**To do:** Swap every "agriculture scouting" in the data below for "farm scouting", leaving all other text unchanged.
==========
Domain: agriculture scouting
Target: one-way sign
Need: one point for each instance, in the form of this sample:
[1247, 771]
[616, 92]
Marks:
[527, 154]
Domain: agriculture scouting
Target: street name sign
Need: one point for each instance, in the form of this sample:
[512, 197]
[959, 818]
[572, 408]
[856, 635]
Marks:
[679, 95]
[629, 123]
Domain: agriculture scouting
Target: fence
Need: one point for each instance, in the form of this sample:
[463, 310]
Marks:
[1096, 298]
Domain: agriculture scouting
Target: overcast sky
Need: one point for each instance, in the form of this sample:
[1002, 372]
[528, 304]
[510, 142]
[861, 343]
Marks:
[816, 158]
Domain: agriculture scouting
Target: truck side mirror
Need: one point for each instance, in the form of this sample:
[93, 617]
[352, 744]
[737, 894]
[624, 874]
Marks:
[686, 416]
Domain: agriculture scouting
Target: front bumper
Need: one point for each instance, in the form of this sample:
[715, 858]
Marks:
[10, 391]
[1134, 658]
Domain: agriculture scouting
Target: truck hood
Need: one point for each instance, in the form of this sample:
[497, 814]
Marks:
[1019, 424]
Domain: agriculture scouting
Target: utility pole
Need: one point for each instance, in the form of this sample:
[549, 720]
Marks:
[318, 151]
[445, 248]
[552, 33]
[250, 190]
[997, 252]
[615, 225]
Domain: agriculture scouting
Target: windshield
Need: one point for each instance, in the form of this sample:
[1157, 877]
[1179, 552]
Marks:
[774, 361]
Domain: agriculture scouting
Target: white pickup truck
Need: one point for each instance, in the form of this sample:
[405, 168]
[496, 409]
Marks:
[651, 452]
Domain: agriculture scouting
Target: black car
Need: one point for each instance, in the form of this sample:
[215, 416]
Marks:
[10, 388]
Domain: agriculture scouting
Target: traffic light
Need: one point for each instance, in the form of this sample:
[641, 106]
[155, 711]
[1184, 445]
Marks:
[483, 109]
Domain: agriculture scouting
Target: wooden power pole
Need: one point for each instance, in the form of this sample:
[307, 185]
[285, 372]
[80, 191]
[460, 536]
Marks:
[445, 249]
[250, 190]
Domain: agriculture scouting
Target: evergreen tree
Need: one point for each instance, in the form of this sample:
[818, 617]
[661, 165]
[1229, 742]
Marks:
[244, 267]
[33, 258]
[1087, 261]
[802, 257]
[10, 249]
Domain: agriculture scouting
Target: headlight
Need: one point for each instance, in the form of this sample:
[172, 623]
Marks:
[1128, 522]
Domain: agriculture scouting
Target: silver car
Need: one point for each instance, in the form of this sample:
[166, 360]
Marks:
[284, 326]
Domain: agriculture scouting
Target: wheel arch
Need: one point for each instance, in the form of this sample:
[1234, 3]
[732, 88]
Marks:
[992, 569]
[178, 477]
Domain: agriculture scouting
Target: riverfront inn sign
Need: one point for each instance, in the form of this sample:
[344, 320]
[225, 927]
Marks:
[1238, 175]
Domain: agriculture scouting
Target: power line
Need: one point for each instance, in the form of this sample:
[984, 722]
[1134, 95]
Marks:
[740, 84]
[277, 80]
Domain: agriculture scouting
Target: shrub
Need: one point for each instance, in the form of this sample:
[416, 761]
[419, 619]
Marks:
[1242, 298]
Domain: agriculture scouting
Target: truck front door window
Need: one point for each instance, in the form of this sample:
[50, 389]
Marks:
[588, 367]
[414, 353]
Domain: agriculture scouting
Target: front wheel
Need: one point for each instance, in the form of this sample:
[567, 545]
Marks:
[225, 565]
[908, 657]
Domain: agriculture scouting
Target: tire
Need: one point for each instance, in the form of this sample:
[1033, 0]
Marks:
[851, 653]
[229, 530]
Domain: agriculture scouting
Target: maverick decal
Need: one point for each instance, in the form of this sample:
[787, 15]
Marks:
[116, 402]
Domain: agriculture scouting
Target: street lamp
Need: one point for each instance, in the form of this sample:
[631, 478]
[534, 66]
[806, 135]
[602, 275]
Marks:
==========
**Result for this exercise:**
Domain: farm scouting
Target: one-way sign
Need: one point for each instance, in the form of this sample:
[1247, 771]
[616, 92]
Marks:
[527, 154]
Domain: farm scouting
Target: street name sign
Need: one point for each instance, in the form of this sample:
[512, 197]
[959, 818]
[572, 408]
[856, 635]
Marks:
[679, 95]
[629, 123]
Domain: farm scouting
Target: fence
Need: one point for each instance, in the form of this sample:
[463, 310]
Marks:
[1096, 298]
Domain: farm scouting
Target: overcast sky
Need: one point for each instance, in the form of this sample:
[1002, 372]
[528, 304]
[510, 142]
[861, 343]
Marks:
[816, 158]
Domain: farm scouting
Target: truck side mirror
Need: one point for each instance, in the form of this sample:
[93, 617]
[352, 744]
[737, 894]
[624, 874]
Marks:
[686, 416]
Domain: farm scouting
Target: front bumper
Need: one point for each instance, in the form of this sample:
[715, 858]
Marks:
[10, 391]
[1134, 658]
Domain: farm scouting
Target: truck hood
Need: one point for each instance, in the form of this sample:
[497, 814]
Marks:
[1019, 424]
Domain: farm scouting
Target: utility pole
Need: one point for each instance, in the form of this sample:
[549, 720]
Marks:
[318, 151]
[445, 248]
[552, 33]
[250, 190]
[997, 252]
[615, 225]
Domain: farm scouting
Target: windshield
Need: one point for each instance, in the form of this sample:
[1157, 877]
[1179, 552]
Marks:
[774, 361]
Domain: farm scouting
Target: white pickup truck
Need: one point for each instance, in the form of this sample:
[405, 168]
[496, 409]
Marks:
[651, 452]
Domain: farm scouting
Target: black car
Need: one point for each instance, in the form of this sample:
[215, 416]
Marks:
[10, 388]
Domain: farm scouting
Target: traffic light
Need: one point for each instance, in the form of this sample:
[641, 106]
[155, 711]
[1184, 445]
Marks:
[483, 109]
Domain: farm scouting
Target: wooden power pole
Need: one point for each instance, in the form of this sample:
[307, 185]
[285, 372]
[80, 191]
[460, 536]
Marks:
[445, 249]
[250, 190]
Domain: farm scouting
Target: evergreen tree
Need: one point for each instance, in the form of this sample:
[818, 617]
[661, 165]
[1229, 742]
Marks:
[244, 267]
[33, 258]
[1087, 261]
[802, 257]
[10, 249]
Domain: farm scouting
Target: headlight
Need: one point for each instance, in the form of this sample:
[172, 623]
Marks:
[1128, 522]
Domain: farm scouting
Target: silver car
Need: one point for each instance, in the form of this sample:
[166, 360]
Marks:
[284, 326]
Domain: farm scouting
Target: wheel arch
Need: one point for each instance, in the form of this sample:
[1234, 3]
[732, 88]
Marks:
[992, 569]
[178, 477]
Domain: farm scouting
Target: riverfront inn sign
Need: one point for each instance, in the form of this sample:
[344, 320]
[225, 927]
Marks:
[1238, 175]
Domain: farm scouting
Target: power line
Need: one point for each instance, in the form of this sample:
[984, 722]
[1134, 95]
Marks:
[740, 84]
[277, 80]
Domain: farm scouting
Target: shrub
Need: one point for each instance, in the form of this sample:
[416, 761]
[419, 619]
Marks:
[1242, 298]
Domain: farm scouting
Target: truck front door window
Need: one point for each instance, in the form of this sample:
[50, 389]
Marks:
[588, 367]
[414, 353]
Domain: farm scouting
Target: front wheel
Need: one point for each instance, in the form of this sample:
[567, 545]
Marks:
[225, 565]
[908, 657]
Domain: farm scouting
Target: tire
Need: one point for each instance, in the form of this sample:
[1033, 0]
Marks:
[851, 653]
[229, 530]
Domain: farm scouting
Target: maverick decal
Need: one point for each instance, in the form of this sample:
[787, 15]
Marks:
[116, 402]
Domain: farm scouting
Target: street lamp
Need: one point for each instance, in the form of this sample:
[631, 478]
[534, 66]
[806, 135]
[602, 275]
Marks:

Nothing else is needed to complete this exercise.